- [Labeled shape records]
— start —

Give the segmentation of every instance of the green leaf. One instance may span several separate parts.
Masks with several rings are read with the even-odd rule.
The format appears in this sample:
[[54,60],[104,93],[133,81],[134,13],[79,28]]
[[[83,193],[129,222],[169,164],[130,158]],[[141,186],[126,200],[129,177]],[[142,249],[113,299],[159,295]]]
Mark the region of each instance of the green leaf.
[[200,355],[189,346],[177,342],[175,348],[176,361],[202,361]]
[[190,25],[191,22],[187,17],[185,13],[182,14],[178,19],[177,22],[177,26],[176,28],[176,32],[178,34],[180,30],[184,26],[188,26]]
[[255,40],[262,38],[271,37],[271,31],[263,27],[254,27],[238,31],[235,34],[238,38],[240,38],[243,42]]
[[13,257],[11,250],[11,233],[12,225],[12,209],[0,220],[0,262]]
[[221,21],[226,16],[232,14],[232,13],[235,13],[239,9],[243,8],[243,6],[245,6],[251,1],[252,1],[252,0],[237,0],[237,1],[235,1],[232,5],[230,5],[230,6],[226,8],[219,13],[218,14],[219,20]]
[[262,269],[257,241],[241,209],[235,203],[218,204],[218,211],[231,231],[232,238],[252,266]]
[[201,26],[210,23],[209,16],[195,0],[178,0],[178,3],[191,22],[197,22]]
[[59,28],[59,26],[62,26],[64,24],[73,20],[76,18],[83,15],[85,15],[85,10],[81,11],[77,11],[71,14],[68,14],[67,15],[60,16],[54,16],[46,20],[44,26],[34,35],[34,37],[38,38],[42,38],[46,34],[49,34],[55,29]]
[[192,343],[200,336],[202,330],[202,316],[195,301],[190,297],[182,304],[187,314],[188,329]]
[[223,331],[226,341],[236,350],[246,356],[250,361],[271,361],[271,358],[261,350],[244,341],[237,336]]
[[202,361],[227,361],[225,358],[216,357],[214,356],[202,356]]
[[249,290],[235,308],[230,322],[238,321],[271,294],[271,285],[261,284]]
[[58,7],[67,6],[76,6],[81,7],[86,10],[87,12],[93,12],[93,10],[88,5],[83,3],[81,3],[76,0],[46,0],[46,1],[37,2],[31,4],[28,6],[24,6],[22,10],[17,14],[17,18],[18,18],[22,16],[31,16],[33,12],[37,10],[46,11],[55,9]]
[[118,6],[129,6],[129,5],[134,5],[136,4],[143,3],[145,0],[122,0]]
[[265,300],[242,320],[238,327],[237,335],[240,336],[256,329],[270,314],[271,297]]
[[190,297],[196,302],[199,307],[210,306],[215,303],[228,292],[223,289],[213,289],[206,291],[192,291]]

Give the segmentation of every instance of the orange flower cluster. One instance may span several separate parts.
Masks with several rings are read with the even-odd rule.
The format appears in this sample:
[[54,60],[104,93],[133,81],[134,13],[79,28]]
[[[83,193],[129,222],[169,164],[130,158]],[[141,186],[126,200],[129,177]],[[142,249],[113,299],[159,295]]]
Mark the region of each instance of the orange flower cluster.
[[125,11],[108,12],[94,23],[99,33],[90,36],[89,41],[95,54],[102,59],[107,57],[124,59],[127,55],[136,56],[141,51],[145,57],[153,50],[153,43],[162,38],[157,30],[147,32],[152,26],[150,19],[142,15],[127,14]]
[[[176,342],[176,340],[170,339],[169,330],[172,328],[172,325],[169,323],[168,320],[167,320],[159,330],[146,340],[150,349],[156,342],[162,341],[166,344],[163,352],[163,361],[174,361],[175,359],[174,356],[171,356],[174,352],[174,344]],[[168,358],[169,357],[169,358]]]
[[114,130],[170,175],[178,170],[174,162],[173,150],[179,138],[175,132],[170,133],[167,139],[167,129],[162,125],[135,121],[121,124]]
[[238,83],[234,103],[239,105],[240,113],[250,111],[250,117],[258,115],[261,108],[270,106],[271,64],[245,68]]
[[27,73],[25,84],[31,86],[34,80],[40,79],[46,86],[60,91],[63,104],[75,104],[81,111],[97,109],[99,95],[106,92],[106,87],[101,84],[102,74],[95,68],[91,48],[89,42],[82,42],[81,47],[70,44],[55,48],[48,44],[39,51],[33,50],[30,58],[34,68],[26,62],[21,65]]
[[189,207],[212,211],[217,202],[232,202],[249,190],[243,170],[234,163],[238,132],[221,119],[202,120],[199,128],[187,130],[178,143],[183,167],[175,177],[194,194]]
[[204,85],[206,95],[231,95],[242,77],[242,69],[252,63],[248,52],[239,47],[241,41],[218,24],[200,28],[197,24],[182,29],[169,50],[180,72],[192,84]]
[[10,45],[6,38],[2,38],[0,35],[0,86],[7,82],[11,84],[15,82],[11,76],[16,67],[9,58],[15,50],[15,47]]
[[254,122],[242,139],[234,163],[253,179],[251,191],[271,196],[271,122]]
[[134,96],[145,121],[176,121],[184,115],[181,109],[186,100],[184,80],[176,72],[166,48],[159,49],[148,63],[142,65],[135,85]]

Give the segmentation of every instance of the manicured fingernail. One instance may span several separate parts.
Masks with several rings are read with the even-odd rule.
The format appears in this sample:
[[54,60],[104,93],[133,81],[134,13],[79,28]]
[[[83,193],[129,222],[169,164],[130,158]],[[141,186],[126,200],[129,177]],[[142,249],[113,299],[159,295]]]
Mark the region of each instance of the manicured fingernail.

— end —

Replace each occurrence of "segmentation" with "polygon mask" throughout all the items above. Leave everything else unchanged.

- [Reply]
Give the polygon mask of every instance of the green leaf. One instance may span several separate parts.
Masks with several rings are read with the even-odd rule.
The format appears in this sample:
[[54,60],[104,93],[133,81],[134,13],[79,28]]
[[[83,193],[129,222],[169,164],[130,158]],[[141,186],[126,200],[129,177]],[[142,249],[113,299],[159,295]]]
Mark the region of each instance of the green leaf.
[[200,355],[189,346],[177,342],[175,348],[176,361],[202,361]]
[[190,25],[191,22],[187,17],[185,13],[182,14],[178,19],[177,22],[177,26],[176,28],[176,32],[178,34],[180,30],[184,26],[188,26]]
[[255,40],[262,38],[271,37],[271,31],[263,27],[254,27],[238,31],[235,34],[238,38],[240,38],[243,42]]
[[13,257],[11,250],[11,233],[12,225],[12,209],[0,220],[0,262]]
[[221,21],[226,16],[232,14],[232,13],[235,13],[239,9],[243,8],[243,6],[245,6],[251,1],[252,1],[252,0],[237,0],[237,1],[235,1],[232,5],[230,5],[230,6],[226,8],[219,13],[218,14],[219,20]]
[[262,269],[257,241],[241,209],[235,203],[218,204],[218,211],[231,231],[232,238],[252,266]]
[[201,26],[210,23],[209,16],[195,0],[178,0],[178,3],[191,22],[197,22]]
[[59,28],[59,26],[62,26],[64,24],[73,20],[76,18],[83,15],[85,15],[85,10],[81,11],[77,11],[71,14],[68,14],[67,15],[60,16],[54,16],[46,20],[44,26],[34,35],[34,37],[38,38],[42,38],[46,34],[49,34],[55,29]]
[[192,343],[200,336],[202,330],[202,316],[195,301],[190,297],[182,304],[187,314],[188,329]]
[[223,331],[226,341],[236,350],[246,356],[250,361],[271,361],[271,358],[261,350],[244,341],[237,336]]
[[202,361],[227,361],[225,358],[216,357],[214,356],[202,356]]
[[249,290],[235,308],[230,322],[238,321],[271,294],[271,285],[261,284]]
[[58,7],[67,6],[76,6],[81,7],[86,10],[87,12],[93,12],[93,10],[88,5],[83,3],[81,3],[76,0],[46,0],[46,1],[37,2],[31,4],[28,6],[24,6],[22,10],[17,14],[17,18],[18,18],[22,16],[31,16],[33,12],[37,10],[46,11],[55,9]]
[[118,6],[129,6],[129,5],[134,5],[136,4],[143,3],[145,0],[122,0]]
[[265,300],[242,320],[238,327],[237,335],[240,336],[256,329],[270,314],[271,297]]
[[190,297],[196,302],[199,307],[210,306],[215,303],[228,292],[223,289],[213,289],[206,291],[192,291]]

Give the polygon mask of every instance of the orange flower cluster. One instance may span several separate parts.
Masks with several rings are read with the even-odd rule.
The format appears in this sample:
[[54,60],[104,93],[133,81],[134,13],[79,28]]
[[[83,193],[129,222],[169,164],[130,158]],[[141,186],[126,200],[129,177]],[[142,249],[113,299],[159,295]]]
Mark the region of each instance of the orange flower cluster.
[[125,11],[108,12],[94,23],[99,33],[90,36],[89,41],[95,54],[102,59],[107,57],[124,59],[127,55],[136,56],[141,51],[145,57],[153,50],[153,43],[162,38],[157,30],[147,32],[152,26],[150,19],[142,15],[127,14]]
[[[176,342],[176,340],[170,339],[169,330],[172,328],[172,325],[169,323],[168,320],[167,320],[159,330],[146,340],[150,349],[156,342],[162,341],[166,344],[163,352],[163,361],[174,361],[175,359],[174,356],[171,356],[174,352],[174,344]],[[168,358],[169,357],[169,358]]]
[[114,130],[170,175],[178,170],[174,162],[173,150],[179,138],[175,132],[170,133],[167,139],[167,129],[162,125],[135,121],[121,124]]
[[238,83],[234,103],[239,105],[240,113],[250,111],[250,117],[258,115],[261,108],[270,106],[271,64],[245,68]]
[[27,73],[25,84],[31,86],[34,80],[40,79],[46,86],[60,91],[63,104],[75,104],[81,111],[97,109],[99,95],[106,92],[106,87],[101,84],[102,74],[95,68],[91,48],[89,42],[82,42],[81,47],[70,44],[55,48],[48,44],[39,51],[33,50],[30,58],[34,68],[26,62],[21,65]]
[[189,207],[212,211],[217,202],[232,202],[249,190],[243,170],[234,163],[238,132],[221,119],[202,120],[199,128],[187,130],[178,143],[183,167],[175,177],[194,194]]
[[204,85],[206,95],[231,95],[242,77],[242,69],[252,63],[248,52],[239,47],[241,41],[218,24],[200,28],[197,24],[182,29],[169,50],[180,72],[192,84]]
[[10,45],[6,38],[2,38],[0,35],[0,86],[7,82],[11,84],[15,82],[11,76],[16,67],[9,58],[15,50],[15,47]]
[[254,122],[242,139],[234,163],[253,179],[251,191],[271,196],[271,122]]
[[134,96],[145,121],[176,121],[184,115],[181,109],[186,100],[184,80],[176,72],[166,48],[159,49],[148,63],[142,65],[135,85]]

Give the polygon mask of every instance of the manicured fingernail. One instance may span several separate parts.
Masks with several rings are read with the even-odd rule.
The format appears in this sample:
[[54,60],[104,93],[133,81],[134,13],[79,28]]
[[[83,193],[129,222],[169,164],[130,158]],[[141,186],[126,200],[129,177]],[[142,249],[113,299],[159,295]]]
Mark the region of each instance of the manicured fingernail.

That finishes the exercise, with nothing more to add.